Your objective: The reply must contain exactly the lines below from the one with "indicate the floral" down to the one with "indicate the pale grey", both included, and nothing more; please omit the pictures.

(Point-per-instance localization data)
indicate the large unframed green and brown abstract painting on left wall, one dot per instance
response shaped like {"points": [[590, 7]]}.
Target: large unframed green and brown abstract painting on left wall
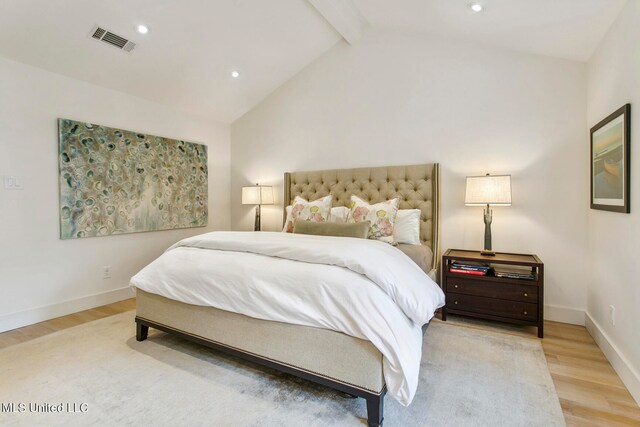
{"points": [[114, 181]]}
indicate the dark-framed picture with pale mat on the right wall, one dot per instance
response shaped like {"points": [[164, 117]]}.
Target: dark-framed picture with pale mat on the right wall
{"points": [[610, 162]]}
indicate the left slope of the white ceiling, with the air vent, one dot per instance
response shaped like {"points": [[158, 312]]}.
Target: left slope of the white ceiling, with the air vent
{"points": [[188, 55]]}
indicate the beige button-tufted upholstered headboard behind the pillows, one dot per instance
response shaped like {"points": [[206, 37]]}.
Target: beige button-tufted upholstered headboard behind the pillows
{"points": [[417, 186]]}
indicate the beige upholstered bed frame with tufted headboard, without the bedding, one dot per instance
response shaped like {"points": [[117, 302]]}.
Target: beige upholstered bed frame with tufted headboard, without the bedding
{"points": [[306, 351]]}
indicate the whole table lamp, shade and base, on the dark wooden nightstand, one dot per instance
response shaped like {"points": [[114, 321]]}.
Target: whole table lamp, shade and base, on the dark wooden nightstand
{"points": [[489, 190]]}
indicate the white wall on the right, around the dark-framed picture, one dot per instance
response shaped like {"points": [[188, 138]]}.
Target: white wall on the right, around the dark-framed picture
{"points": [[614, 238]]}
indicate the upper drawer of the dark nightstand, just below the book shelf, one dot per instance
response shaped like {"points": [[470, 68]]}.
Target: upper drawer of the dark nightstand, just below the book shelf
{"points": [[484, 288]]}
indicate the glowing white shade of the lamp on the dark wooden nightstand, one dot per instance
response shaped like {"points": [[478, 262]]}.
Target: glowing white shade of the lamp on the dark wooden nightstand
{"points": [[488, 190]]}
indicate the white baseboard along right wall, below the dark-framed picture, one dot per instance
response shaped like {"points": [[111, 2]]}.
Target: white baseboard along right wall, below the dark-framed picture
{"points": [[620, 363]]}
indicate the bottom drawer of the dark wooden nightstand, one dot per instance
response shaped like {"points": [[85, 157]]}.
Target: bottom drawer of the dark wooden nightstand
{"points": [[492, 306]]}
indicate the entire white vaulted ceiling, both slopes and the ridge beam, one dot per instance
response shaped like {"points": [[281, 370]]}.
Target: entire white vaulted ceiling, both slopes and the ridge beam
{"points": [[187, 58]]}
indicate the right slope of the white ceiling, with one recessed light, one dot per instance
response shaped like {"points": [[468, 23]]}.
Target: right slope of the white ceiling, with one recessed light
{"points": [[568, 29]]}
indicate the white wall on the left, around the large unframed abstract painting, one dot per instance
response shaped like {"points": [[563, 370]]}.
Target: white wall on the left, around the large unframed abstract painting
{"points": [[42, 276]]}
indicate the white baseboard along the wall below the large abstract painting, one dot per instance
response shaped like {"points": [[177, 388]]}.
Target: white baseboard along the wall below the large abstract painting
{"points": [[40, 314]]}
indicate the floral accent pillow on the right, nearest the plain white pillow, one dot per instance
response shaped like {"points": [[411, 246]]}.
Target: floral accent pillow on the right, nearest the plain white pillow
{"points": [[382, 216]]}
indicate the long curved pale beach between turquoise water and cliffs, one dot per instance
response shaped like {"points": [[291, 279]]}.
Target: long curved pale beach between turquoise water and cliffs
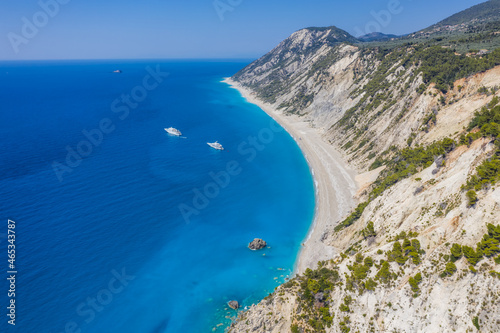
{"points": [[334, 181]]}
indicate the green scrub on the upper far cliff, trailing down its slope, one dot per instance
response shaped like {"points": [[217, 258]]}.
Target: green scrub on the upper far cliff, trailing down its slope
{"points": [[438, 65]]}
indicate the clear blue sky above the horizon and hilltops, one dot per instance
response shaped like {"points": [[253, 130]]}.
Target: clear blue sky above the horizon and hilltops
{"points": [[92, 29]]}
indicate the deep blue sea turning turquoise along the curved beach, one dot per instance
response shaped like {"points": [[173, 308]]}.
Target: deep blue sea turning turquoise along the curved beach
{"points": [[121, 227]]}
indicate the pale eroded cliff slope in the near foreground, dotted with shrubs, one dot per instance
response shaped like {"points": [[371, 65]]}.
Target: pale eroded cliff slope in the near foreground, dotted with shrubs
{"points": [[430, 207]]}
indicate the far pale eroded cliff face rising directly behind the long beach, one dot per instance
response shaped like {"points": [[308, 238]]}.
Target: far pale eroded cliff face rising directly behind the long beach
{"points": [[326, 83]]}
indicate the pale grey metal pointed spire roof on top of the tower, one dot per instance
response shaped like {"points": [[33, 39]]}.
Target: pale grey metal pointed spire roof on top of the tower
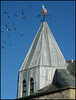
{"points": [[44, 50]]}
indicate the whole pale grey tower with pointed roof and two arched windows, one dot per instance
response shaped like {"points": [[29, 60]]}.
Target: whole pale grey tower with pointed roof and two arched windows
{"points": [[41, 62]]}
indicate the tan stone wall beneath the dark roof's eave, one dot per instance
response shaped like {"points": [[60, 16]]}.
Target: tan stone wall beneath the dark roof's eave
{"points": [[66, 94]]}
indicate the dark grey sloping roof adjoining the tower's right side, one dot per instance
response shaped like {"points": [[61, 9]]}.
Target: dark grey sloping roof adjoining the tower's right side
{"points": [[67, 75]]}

* * *

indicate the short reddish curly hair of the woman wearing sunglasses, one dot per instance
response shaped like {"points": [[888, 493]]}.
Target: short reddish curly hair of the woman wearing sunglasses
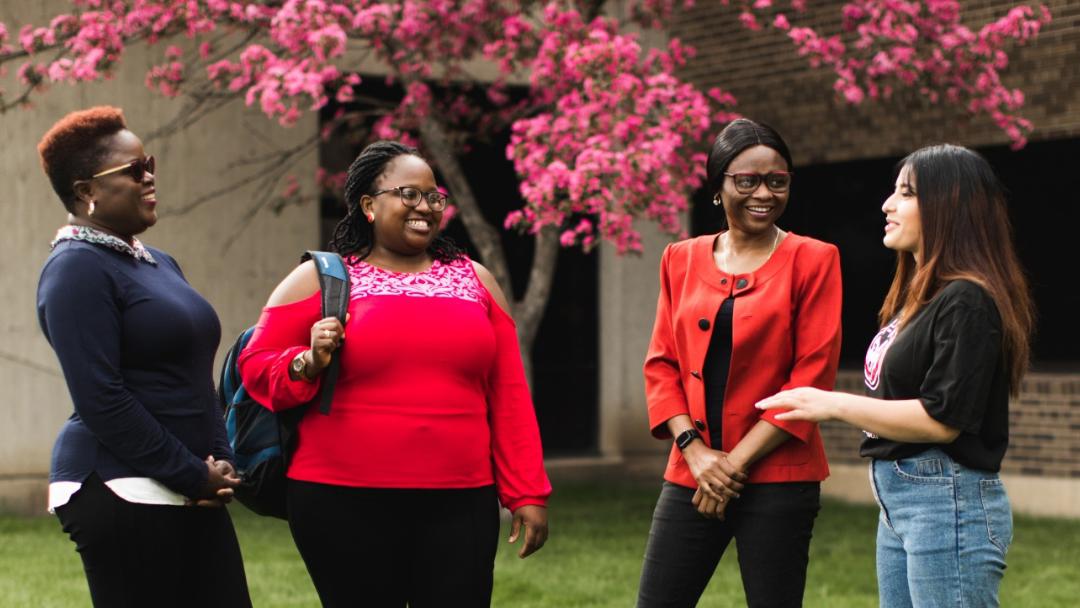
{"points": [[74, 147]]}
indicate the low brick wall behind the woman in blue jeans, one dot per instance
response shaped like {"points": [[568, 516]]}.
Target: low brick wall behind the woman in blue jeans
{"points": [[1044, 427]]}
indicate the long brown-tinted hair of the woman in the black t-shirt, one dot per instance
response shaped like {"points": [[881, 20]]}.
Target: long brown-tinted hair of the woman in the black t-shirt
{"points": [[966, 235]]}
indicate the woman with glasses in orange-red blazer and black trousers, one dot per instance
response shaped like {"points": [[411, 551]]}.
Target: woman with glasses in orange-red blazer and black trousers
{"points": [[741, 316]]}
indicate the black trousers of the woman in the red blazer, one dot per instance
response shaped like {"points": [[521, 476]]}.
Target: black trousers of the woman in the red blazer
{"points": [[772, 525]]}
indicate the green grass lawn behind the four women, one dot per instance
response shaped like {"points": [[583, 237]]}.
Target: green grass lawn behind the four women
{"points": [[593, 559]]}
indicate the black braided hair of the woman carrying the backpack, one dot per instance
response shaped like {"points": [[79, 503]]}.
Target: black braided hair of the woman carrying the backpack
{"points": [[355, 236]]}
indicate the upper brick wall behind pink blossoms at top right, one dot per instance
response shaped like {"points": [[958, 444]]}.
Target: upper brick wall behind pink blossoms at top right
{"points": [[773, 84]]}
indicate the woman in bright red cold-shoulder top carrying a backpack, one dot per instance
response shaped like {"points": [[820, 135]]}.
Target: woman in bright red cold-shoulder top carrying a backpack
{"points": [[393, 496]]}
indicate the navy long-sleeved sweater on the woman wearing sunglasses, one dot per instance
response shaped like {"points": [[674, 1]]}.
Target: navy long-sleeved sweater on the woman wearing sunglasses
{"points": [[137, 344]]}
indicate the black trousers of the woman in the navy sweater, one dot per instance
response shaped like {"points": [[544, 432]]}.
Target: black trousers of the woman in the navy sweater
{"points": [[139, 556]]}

Answer area:
indicate the floral accent pillow on the right, nearest the plain white pillow, one dot per instance
response shaped like {"points": [[411, 246]]}.
Target: floral accent pillow on the right, nearest the plain white pillow
{"points": [[382, 216]]}
indicate the long curved pale beach between turquoise water and cliffs, one dot per instance
response shaped like {"points": [[291, 279]]}.
Target: long curved pale beach between turquoise water and cliffs
{"points": [[334, 181]]}
indicate the green scrub on the upper far cliff, trailing down its slope, one dot per instance
response shaped like {"points": [[217, 258]]}.
Target: green scrub on the upper far cliff, trailing down its slope
{"points": [[438, 65]]}
indicate the clear blue sky above the horizon and hilltops, one dot per instance
response shaped like {"points": [[253, 130]]}.
Target: clear blue sky above the horizon and hilltops
{"points": [[92, 29]]}
indicate the deep blue sea turning turquoise along the curved beach, one dot per instance
response shaped like {"points": [[173, 308]]}.
Target: deep blue sea turning turquoise along the curved beach
{"points": [[121, 227]]}
indicate the pale eroded cliff slope in the near foreground, dotted with shrubs, one dot per instance
response shaped like {"points": [[371, 65]]}.
Target: pale eroded cliff slope in the near foreground, dotted with shrubs
{"points": [[430, 207]]}
indicate the far pale eroded cliff face rising directly behind the long beach, one dot per instance
response shaped like {"points": [[308, 238]]}.
Target: far pale eroded cliff face rising directly behind the long beach
{"points": [[326, 83]]}
indicate the pale grey metal pointed spire roof on top of the tower, one dot per instance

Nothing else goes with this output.